YOUR INSTRUCTIONS:
Say whether each statement agrees with the microreactor text below: (a) The U.S. Department of Energy defines microreactors as units producing between 1 and 20 megawatts. (b) Spent fuel from the eVinci is taken out at the site where the reactor runs. (c) The eVinci design operates at high pressure. Answer yes or no for each, and quote the text's deciding words.

EXTRACT:
Microreactors: Small Enough for a Truck
The U.S. Department of Energy defines microreactors as units producing between 1 and 20 megawatts. The key feature isn’t just low power output, it’s that they can fit on a standard flatbed truck and be transported to remote locations. Several designs are working toward commercial deployment.
Westinghouse’s eVinci microreactor is one of the furthest along. It’s designed as a transportable nuclear battery: fuel is loaded at the factory, the sealed unit ships to the site, it runs for years, and then the entire reactor is transported offsite for storage and decommissioning. No spent fuel is ever handled at the deployment location. The design uses heat pipes and operates at low pressure, keeping the overall footprint small enough to serve remote mines, military bases, or communities far from the electrical grid.
Other designs in the pipeline include Oklo’s Aurora and Ultra Safe Nuclear’s Micro Modular Reactor, which range from less than 1 megawatt up to 25 megawatts of thermal output. For comparison, a single large conventional reactor produces around 1,000 megawatts of electrical power, so these microreactors are roughly 100 to 1,000 times smaller in output.

DATA EXTRACTS:
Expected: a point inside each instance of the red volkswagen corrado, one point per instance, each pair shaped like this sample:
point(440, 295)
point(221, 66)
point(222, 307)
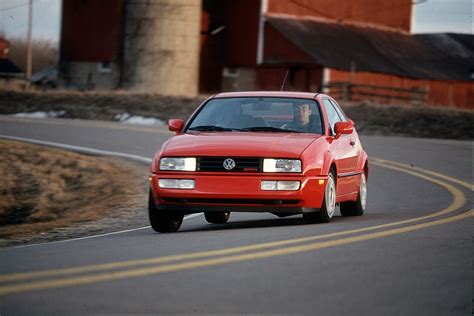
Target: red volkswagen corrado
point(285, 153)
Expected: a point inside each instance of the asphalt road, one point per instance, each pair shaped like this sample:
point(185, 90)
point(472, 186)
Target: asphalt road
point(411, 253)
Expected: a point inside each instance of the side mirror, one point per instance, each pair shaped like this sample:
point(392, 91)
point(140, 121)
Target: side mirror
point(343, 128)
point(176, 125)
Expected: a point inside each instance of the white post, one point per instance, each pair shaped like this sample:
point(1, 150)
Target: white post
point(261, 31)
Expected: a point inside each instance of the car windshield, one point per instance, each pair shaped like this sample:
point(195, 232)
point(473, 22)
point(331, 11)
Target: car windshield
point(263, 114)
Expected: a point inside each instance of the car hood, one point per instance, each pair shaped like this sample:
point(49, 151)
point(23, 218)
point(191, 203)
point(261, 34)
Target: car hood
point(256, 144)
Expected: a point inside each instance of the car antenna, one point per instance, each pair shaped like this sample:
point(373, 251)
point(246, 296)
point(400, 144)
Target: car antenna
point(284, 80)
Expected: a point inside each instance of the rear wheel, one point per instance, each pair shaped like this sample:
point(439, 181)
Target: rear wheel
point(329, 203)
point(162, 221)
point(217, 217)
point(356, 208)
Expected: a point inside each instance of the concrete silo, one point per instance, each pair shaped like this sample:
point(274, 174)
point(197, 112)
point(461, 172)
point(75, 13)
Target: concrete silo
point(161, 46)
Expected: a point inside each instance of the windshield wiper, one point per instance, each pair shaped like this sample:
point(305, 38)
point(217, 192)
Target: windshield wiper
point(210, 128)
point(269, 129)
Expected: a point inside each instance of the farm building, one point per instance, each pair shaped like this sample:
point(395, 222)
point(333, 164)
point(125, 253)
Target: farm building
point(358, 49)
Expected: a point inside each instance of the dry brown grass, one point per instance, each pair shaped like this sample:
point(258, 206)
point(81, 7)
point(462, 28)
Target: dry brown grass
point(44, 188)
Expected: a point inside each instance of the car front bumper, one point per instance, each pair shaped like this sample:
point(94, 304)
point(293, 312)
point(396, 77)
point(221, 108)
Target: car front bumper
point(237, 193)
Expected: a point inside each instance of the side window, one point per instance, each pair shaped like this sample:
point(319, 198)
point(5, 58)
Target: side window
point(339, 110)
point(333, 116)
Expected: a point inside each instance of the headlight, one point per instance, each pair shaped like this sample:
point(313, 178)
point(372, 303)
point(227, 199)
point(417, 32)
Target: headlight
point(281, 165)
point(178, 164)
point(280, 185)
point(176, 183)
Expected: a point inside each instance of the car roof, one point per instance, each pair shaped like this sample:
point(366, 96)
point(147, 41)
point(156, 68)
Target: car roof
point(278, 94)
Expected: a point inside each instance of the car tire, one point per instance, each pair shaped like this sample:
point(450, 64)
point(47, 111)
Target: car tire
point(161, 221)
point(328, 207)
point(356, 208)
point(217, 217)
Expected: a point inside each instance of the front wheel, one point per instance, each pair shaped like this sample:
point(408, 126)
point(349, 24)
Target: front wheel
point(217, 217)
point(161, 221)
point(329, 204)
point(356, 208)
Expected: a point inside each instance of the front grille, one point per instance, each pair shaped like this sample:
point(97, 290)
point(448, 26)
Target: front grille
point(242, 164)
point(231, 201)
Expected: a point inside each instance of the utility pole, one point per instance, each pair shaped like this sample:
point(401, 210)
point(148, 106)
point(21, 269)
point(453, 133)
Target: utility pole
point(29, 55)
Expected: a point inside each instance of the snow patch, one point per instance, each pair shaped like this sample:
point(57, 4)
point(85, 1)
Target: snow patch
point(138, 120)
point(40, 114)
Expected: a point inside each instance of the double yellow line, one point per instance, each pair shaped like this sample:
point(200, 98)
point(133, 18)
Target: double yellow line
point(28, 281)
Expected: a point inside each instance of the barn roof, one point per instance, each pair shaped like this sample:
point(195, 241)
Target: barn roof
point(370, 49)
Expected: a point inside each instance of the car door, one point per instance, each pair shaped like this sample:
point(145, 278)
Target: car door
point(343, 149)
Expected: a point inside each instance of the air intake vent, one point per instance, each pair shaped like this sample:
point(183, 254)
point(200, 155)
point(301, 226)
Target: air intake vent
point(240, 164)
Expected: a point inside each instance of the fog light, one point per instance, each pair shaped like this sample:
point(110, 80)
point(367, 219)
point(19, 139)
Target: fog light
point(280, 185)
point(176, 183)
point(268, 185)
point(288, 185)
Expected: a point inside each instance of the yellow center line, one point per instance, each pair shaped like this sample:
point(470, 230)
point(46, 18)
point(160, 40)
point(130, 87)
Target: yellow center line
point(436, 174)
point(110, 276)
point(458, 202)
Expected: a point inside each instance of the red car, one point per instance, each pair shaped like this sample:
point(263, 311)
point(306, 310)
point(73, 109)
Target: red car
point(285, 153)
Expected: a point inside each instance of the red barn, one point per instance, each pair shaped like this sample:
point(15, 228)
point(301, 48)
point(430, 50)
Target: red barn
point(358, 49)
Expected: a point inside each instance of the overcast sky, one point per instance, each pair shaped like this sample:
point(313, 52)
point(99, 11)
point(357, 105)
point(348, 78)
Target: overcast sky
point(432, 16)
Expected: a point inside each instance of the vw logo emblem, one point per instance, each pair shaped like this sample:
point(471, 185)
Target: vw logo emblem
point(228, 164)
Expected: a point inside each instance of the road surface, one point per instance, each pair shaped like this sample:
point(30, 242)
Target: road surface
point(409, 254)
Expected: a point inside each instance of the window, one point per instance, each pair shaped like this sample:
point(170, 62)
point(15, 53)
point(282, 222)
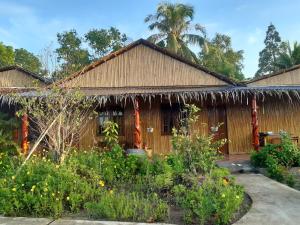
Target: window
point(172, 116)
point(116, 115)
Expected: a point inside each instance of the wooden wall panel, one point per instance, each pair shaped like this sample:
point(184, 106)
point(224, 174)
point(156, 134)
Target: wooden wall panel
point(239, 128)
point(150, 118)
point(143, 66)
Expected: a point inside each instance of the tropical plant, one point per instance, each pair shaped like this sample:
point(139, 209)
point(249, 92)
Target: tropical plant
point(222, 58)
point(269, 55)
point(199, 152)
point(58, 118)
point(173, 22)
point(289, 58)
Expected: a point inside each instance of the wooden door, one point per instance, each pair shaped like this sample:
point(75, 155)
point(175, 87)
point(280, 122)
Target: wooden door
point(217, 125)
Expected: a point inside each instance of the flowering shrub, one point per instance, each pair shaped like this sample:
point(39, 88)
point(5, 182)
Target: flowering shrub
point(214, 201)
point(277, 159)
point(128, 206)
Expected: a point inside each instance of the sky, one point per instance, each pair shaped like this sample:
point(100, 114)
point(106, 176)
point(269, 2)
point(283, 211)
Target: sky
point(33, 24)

SOLVED PROBLEM:
(a) Yes: "The U.S. Department of Energy defines microreactors as units producing between 1 and 20 megawatts."
(b) No: "No spent fuel is ever handled at the deployment location."
(c) No: "The design uses heat pipes and operates at low pressure"